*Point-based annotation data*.
● ● ● ● ●

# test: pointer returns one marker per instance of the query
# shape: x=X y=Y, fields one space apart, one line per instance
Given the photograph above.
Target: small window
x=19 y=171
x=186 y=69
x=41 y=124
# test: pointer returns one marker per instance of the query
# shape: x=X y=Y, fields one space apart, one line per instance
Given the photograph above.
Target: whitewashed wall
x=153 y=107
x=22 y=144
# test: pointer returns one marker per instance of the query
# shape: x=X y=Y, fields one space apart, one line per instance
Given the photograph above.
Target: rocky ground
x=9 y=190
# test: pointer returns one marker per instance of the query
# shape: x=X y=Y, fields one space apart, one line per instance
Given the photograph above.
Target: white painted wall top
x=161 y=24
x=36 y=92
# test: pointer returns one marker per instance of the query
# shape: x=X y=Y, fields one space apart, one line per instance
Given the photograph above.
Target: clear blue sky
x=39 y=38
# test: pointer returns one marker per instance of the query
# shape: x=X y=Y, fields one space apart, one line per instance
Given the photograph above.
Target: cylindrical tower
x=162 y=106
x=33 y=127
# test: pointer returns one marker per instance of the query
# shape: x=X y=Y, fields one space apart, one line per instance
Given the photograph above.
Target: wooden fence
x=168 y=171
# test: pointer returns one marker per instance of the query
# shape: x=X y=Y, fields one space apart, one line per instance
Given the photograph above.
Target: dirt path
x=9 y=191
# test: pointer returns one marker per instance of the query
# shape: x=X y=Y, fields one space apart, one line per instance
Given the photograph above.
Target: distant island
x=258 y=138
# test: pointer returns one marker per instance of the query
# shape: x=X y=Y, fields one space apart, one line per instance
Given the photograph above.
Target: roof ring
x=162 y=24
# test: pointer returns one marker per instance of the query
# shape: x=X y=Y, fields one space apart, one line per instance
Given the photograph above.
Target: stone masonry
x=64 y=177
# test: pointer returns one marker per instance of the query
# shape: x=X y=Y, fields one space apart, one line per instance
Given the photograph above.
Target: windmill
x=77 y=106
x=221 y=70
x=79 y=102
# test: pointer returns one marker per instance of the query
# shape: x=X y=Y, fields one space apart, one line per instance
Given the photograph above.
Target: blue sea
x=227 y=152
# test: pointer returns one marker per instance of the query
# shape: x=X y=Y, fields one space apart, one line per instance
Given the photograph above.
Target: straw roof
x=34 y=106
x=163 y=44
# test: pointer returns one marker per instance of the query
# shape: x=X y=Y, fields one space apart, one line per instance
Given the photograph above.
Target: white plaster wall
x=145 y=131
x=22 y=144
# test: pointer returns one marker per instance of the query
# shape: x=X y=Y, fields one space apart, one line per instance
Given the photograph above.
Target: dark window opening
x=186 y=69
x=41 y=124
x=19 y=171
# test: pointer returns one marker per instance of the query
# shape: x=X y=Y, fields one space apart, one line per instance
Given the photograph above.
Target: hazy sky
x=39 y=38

● ● ● ● ●

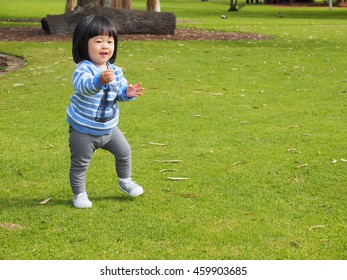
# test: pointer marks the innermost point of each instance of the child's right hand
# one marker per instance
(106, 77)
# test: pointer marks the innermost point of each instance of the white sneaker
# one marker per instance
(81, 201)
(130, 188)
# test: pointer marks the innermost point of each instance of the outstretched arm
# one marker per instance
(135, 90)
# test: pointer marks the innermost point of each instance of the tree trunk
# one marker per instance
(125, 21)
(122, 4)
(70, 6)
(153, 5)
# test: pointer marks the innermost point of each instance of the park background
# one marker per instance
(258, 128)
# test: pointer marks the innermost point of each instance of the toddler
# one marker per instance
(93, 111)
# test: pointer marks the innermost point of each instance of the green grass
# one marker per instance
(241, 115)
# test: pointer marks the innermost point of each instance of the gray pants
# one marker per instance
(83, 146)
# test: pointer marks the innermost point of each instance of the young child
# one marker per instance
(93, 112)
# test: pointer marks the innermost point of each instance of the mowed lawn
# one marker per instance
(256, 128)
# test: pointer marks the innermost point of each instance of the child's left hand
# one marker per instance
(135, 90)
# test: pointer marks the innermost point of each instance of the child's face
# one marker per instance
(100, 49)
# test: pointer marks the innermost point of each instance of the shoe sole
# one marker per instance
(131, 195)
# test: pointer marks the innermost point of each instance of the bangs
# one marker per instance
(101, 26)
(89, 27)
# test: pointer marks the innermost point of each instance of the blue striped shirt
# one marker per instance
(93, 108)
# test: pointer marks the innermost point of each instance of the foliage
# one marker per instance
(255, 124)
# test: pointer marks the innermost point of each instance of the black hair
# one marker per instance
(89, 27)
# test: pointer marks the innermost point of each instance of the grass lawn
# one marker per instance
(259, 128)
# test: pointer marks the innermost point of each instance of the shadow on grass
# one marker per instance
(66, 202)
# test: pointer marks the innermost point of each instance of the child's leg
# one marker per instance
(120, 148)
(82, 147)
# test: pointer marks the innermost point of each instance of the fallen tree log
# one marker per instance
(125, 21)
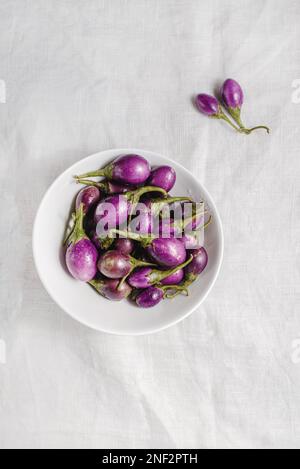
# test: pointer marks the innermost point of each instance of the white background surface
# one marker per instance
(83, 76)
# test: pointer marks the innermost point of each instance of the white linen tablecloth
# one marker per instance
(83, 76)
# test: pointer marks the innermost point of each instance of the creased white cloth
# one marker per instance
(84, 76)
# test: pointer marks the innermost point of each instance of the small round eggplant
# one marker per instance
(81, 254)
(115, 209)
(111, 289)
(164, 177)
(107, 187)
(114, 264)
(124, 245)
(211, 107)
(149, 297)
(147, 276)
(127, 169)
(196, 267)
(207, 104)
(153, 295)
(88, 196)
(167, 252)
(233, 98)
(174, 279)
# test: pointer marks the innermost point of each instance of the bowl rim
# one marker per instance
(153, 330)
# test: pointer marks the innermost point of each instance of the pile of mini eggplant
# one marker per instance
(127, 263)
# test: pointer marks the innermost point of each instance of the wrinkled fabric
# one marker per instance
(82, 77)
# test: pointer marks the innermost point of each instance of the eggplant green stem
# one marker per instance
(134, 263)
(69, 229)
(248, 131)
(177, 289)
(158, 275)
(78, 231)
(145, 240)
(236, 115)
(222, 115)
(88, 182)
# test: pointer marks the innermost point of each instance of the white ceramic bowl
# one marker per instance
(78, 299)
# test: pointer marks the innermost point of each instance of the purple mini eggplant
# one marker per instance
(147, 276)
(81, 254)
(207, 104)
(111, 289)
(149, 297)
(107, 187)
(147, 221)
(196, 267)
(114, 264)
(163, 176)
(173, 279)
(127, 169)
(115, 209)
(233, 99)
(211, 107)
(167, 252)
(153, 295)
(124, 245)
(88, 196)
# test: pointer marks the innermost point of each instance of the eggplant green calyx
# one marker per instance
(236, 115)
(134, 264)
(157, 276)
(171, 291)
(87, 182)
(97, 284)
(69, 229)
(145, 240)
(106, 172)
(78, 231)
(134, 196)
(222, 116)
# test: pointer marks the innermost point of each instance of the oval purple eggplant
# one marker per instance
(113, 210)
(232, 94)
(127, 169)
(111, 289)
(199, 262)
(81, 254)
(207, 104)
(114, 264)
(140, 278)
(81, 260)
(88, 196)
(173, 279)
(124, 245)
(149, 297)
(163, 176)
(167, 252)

● ● ● ● ●

*Objective*. Pull out every line of the data above that contains the word "purple", matching case exactly.

*Answer*.
# test: pointer marks the innermost point of each instance of the purple mini eggplant
# test: pointer marks the innermost point of each instance of the oval purple eggplant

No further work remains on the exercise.